GIVEN EXERCISE: Decide whether each statement agrees with the passage on Clement's letter. Answer yes or no and quote the words that decide it. (a) The letter was found in Egypt. (b) Alexander afterward became bishop of Antioch. (c) John of Damascus worked at Mar Saba from 716 to 749.

PAGE TEXT:
^^^^^^^^

Sunday, July 17, 2011

Giving Morton Smith the Last Word on the Discovery of the Mar Saba Document (Citing Verbatim the Concluding Pages of his 1973 Book)

The history of the letter of Clement

As a result of the early disappearance of the longer text, our knowledge of it depends almost entirely on Clement's letter. The date and destination of the letter are alike uncertain. Its many parallels to Stromateis III suggest that it dates from about the same time, that is, roughly the last decade before the Severan persecution; but the parallels are largely due to the subject matter, and Clement may have long continued to say the same things about the Carpocratians. That the letter was found in Palestine suggests that its recipient, Theodore, lived there. This suggestion is supported by the facts: (1) that the name Theodore (translating names like Nathaniel) was popular with Christians of Jewish ancestry; (2) that Clement had studied in Palestine under a Christian teacher of Jewish ancestry; (2) that Clement had studied in Palestine under a Christian teacher of Jewish ancestry (II.8.23 = Eus. HE V.11.4f); (3) that one of Clement's warmest admirers, Alexander, afterward became bishop of Jerusalem, and Clement dedicated to him a work against Judaizing heretics (HE VI. 13. 3; Photius in); (4) that a collection of Clement's letters existed at Mar Saba when John of Damascus, who worked there from 716 to 749, quoted three passages from the collection in his Sacra Parallela (Stahlin, III. 223-224; cf. Stahlin's notes III.LXff); (5) that no certain trace of Clement's letters is found anywhere else. Accordingly, we may suppose that the letter to Theodore was sent to some address in Palestine.

^^^^^^^^

GIVEN RECORDS:
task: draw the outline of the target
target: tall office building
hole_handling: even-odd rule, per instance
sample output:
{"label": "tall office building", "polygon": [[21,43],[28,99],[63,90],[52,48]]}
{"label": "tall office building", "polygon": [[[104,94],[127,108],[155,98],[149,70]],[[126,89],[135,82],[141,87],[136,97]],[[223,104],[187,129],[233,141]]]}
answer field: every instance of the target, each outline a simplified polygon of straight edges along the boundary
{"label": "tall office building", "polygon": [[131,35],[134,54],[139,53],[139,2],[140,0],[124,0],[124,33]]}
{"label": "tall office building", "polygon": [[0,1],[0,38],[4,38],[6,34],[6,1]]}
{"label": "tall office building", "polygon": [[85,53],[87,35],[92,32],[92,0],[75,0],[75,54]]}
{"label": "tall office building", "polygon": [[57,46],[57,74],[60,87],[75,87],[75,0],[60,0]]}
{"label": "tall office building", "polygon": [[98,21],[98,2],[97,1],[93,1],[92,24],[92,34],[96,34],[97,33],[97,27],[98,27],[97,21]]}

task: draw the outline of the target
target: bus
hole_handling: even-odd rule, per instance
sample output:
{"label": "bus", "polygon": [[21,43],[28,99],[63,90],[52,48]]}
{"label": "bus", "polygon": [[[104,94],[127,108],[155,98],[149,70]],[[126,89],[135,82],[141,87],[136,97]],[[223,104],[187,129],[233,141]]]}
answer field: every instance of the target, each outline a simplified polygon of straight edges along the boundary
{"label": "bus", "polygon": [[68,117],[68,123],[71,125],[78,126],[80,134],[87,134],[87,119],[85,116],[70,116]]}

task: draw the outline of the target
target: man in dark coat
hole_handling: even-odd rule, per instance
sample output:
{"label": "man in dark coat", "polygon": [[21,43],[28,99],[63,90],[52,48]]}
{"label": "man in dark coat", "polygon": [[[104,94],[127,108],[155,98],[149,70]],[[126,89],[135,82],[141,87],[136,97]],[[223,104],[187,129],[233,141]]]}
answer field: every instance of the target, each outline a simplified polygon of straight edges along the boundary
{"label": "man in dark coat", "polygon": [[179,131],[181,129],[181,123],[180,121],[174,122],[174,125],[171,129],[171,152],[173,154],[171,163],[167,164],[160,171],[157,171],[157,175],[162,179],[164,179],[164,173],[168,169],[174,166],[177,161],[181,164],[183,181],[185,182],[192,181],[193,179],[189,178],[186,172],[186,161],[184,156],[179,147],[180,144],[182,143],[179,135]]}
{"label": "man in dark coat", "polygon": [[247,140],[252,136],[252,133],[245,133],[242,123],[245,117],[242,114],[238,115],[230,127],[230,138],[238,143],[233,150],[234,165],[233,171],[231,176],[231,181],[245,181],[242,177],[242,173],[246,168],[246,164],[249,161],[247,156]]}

^^^^^^^^

WRITTEN ANSWER:
(a) No: "That the letter was found in Palestine"
(b) No: "Alexander, afterward became bishop of Jerusalem"
(c) Yes: "John of Damascus, who worked there from 716 to 749"